● **Problem description**: Print, word for word, the section of the epilepsy passage that starts with the words "Epilepsy is a common" and ends with "on around them.".

Epilepsy is a common disorder of the brain that causes repeated seizures. It is sometimes called a seizure disorder.
A seizure is a short change in normal brain activity. Seizures are the main sign of epilepsy. A person is diagnosed with epilepsy when they have had two or more seizures.
There are many types of seizures. Some seizures can look like staring spells. Other seizures cause a person to fall, shake, and lose awareness of what’s going on around them.
A seizure can last from a few seconds to a few minutes.
Epilepsy is more common in children and older adults but can affect people of all ages.
- Epilepsy is a brain disorder that causes repeated seizures.
- Epilepsy affects about 3.4 million Americans.
- About 1 out of 10 people may have a seizure during his or her lifetime, though not all will develop epilepsy.
- There are many different kinds of epilepsy and types of seizures.
- People with epilepsy can have an active and full life.
- There are over 260 epilepsy centers in the United States. Health care providers at these centers specialize in managing epilepsy and provide expert care to both children and adults. For example, an “epileptologist” is a doctor who has advanced training and experience in epilepsy.
About 3.4 million people in the United States are under treatment for epilepsy or have had recent seizures.
Many adults with epilepsy face challenges including work limitations, difficulty finding transportation, and affording medical care. Students with epilepsy are more likely to have difficulty in school, use special education services, and are less likely to participate in sports or clubs due to activity limitations.

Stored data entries
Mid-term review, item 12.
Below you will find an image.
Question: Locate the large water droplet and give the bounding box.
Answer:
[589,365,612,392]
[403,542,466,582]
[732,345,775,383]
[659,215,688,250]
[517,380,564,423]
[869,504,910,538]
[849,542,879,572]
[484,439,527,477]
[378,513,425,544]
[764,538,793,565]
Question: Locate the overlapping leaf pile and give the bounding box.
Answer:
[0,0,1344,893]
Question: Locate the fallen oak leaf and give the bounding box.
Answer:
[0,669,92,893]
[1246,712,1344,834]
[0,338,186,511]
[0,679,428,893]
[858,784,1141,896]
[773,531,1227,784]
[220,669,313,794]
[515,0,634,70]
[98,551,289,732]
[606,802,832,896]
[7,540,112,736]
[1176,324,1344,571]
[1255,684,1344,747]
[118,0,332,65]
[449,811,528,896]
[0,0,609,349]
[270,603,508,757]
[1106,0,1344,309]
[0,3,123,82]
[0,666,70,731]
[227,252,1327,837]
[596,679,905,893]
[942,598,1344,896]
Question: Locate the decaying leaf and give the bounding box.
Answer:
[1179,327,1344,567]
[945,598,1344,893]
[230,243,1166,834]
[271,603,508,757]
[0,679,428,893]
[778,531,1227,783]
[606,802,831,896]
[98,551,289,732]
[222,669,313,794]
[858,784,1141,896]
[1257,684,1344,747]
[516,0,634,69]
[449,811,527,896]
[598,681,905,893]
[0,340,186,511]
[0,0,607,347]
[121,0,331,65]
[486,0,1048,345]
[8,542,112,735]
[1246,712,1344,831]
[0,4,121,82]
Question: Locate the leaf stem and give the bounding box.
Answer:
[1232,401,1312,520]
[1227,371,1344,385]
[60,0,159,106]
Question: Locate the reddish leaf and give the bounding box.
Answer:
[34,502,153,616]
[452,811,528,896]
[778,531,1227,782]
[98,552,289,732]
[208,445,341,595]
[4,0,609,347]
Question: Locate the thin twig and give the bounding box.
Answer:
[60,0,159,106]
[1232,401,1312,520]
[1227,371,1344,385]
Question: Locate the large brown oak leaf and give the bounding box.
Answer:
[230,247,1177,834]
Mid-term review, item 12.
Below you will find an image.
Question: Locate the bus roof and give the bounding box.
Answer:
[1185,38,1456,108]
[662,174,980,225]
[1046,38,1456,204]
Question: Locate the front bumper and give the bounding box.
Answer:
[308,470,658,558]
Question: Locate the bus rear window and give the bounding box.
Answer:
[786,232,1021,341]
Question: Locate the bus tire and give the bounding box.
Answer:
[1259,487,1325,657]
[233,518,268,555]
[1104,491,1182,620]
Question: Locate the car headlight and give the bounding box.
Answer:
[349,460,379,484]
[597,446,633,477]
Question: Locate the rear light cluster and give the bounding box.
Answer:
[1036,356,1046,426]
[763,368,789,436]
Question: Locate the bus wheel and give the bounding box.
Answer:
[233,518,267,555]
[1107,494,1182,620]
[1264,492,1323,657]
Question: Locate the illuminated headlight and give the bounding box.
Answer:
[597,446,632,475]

● **Solution for this problem**:
Epilepsy is a common disorder of the brain that causes repeated seizures. It is sometimes called a seizure disorder.
A seizure is a short change in normal brain activity. Seizures are the main sign of epilepsy. A person is diagnosed with epilepsy when they have had two or more seizures.
There are many types of seizures. Some seizures can look like staring spells. Other seizures cause a person to fall, shake, and lose awareness of what’s going on around them.